━━ Material for this task ━━

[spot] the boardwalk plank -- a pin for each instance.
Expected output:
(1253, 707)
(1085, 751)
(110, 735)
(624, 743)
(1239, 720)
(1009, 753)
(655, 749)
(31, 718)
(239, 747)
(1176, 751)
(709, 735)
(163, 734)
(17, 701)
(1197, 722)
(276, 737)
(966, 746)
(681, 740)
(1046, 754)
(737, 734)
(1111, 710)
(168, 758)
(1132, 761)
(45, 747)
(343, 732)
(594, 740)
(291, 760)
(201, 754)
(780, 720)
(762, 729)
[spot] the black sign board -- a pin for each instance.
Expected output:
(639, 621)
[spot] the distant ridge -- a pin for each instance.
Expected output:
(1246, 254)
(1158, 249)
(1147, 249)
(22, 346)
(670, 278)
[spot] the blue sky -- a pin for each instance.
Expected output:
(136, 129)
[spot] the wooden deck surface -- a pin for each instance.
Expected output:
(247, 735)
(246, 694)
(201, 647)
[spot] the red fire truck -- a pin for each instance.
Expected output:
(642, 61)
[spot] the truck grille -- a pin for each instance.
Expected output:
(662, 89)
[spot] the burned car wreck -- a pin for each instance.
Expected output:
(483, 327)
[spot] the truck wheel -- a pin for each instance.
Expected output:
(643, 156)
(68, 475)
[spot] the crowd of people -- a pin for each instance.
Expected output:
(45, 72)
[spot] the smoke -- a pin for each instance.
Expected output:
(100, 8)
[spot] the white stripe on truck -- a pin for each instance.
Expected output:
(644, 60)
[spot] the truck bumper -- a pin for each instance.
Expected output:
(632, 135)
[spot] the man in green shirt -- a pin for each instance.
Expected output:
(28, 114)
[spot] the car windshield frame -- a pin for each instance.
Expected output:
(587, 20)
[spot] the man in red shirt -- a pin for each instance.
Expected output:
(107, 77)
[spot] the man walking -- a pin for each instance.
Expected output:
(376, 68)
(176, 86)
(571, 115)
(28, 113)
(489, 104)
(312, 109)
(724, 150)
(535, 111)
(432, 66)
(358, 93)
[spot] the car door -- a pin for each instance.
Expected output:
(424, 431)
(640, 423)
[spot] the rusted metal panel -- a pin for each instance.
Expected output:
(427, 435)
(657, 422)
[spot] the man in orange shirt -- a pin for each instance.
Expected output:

━━━

▸ **Exercise aim**:
Reproduce exactly every line between the line with "[spot] the man in green" and the last line of the records above, both included.

▸ **Task output**:
[spot] the man in green shirt -- a pin for each instance.
Expected output:
(28, 114)
[spot] the car windshield frame -- a pin for each instance.
Expected output:
(587, 20)
[spot] the man in red shirt -- a pin for each instance.
Expected output:
(107, 77)
[spot] the man walking -- a pin for each instance.
Expected output:
(376, 68)
(176, 86)
(571, 115)
(28, 113)
(489, 104)
(312, 109)
(724, 150)
(535, 111)
(432, 66)
(358, 93)
[spot] the car door -- a pin for each instance.
Expected output:
(424, 431)
(640, 423)
[spot] the rusted metal panel -- a pin for each instance.
Expected output:
(427, 435)
(657, 422)
[spot] the man in orange shirt -- a pin for each instance.
Expected output:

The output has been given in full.